§ **EXTRAIT**
=====

Le rapport parle d’un « climat social tendu » du fait d’un « écart culturel » entre les deux établissements fusionnés. Le constatez-vous et quelles sont les mesures prises par votre direction pour combler cet écart ?

La fusion de l’AFB et de l’ONCFS a été celle de deux établissements à peu près du même ordre de grandeur. Nous sommes organisés en services départementaux, au sein desquels se trouvent 10 à 20 agents par service, en plus des directions régionales et de la direction nationale. Quand vous fusionnez deux réseaux territoriaux, il ne peut rester qu’un chef. C’était le premier sujet : avoir une offre de services d’accompagnement managérial pour les chefs de service départemental dans une mission beaucoup plus large. L’idée était de créer une vision commune dans la mise en œuvre des missions du nouvel établissement au sein des services départementaux. Dès les années 2020-2022, nous avons fait une sensibilisation aux risques psycho-sociaux et nous avons mis en place des cellules de soutien, d’écoute, de conseil, animées par des psychologues du travail, des assistantes sociales.

Nous avons également mis en place, très tôt, des réseaux de conseillers de prévention, ainsi qu’une cellule de veille nationale. Nous avons réalisé notre Document unique d’évaluation des risques professionnels (DUERP), et déployé un plan pluriannuel des risques psychosociaux, qui a permis de grandes avancées sur les moyens dédiés à la prévention d’un risque professionnel, l’amélioration de la qualité de vie au travail. Nous avons créé un poste au sein de la DRH sur ce sujet. Nous avons réussi à recruter un conseiller de prévention national, de nombreuses notes de service, de fiches réflexes pour les collègues, et puis un centre de formation pour les conseillers de prévention et des sessions de prévention. C’est un point que nous n’avons pas pris à la légère et qui a été identifié, dès la fin d’année 2019, comme un point majeur pour réussir la fusion.

Quatre ans après, nous estimons que nous sommes sur la bonne voie. Nous commençons à effacer les antériorités. Pour nos collègues, le sujet n’est plus tant l’appartenance à tel ou tel ancien établissement mais plutôt que l’OFB ait été régulièrement pris pour cible durant la crise agricole en début d’année. Notre site national de Brest avait également pris feu en mars 2023, suite à une manifestation de marins-pêcheurs. Nous avons vu la solidarité au sein de nos équipes à ces occasions.

La Cour des comptes estime que « la hausse d’activité affecte le service de la commande publique qui tente de répondre au mieux aux demandes d’achat ». L’OFB peine cependant, toujours selon la juridiction financière, « à passer d’une logique de procédure administrative à une logique de résultat économique et de recherche de qualité ». Comment interprétez-vous ce double diagnostic ?

Contrairement à ce qui a pu se passer dans d’autres établissements publics, ou même dans des établissements qui précédaient l’OFB, la Cour des comptes a salué la sécurisation des procédures d’achat. C’était le sujet principal lors de la création de l’OFB. Les marchés sont un sujet pénal, et je suis très attentif à cela, contrairement à beaucoup d’autres moins rigoureux que nous. Je pense que c’était important que nous insistions sur ce sujet de régularité, de sécurisation de nos marchés publics dès la création de l’OFB. Je salue le rapport de la Cour des comptes qui n’a pas trouvé à redire pendant quatre ans d’existence sur la question des marchés, et je m’en félicite. Ce n’est pas contradictoire avec le résultat économique : on peut avancer dans le cadre de fluidification, de simplification, sans ce que ce soit au détriment de la régularité ou de la sécurisation. L’OFB est une direction publique, qui défend des missions d’intérêt public, et n’a donc pas à être rentable. Ce qui est important, c’est de trouver des recettes annexes par le mécénat, notamment auprès de la FDJ qui va nous allouer 700 000 € l’année prochaine, ENGIE également. Ce sont des sujets sur lesquels nous avançons.

=====

§ **DONNÉES FOURNIES**
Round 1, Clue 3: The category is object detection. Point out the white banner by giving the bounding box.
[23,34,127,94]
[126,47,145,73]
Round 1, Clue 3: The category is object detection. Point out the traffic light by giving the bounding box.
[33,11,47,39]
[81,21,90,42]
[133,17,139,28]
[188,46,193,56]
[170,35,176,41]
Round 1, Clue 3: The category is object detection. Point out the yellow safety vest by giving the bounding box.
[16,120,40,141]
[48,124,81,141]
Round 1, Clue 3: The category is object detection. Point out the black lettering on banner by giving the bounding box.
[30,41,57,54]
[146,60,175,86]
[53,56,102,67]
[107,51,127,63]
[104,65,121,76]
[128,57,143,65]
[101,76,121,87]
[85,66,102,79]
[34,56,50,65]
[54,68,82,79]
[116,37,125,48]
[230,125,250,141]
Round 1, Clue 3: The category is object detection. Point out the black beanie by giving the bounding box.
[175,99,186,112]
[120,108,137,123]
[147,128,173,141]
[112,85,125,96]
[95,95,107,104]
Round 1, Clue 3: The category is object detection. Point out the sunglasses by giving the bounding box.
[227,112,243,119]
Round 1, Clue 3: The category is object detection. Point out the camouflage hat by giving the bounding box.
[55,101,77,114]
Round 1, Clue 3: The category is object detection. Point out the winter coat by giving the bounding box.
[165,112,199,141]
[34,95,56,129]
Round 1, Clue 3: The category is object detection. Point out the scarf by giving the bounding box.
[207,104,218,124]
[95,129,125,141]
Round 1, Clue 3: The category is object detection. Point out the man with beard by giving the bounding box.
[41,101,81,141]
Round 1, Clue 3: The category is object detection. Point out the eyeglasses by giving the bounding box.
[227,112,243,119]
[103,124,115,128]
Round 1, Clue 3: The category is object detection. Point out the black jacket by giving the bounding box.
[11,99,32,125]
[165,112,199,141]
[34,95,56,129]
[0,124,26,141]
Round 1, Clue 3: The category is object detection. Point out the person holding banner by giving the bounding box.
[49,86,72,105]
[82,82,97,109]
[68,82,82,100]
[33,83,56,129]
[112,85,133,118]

=====

§ **CONSIGNE 1**
D'après l'extrait, à quelle date le site national de Brest a-t-il pris feu ?
§ **CONSIGNE 2**
Dans l'extrait, recopiez le passage allant de « La Cour des comptes estime » jusqu'à « ce double diagnostic ? » en remplaçant « juridiction financière » par « haute juridiction ».
Les entrées fournies ne servent pas à ce travail.

§ **RÉSULTAT 1**
En mars 2023.

§ **RÉSULTAT 2**
La Cour des comptes estime que « la hausse d’activité affecte le service de la commande publique qui tente de répondre au mieux aux demandes d’achat ». L’OFB peine cependant, toujours selon la haute juridiction, « à passer d’une logique de procédure administrative à une logique de résultat économique et de recherche de qualité ». Comment interprétez-vous ce double diagnostic ?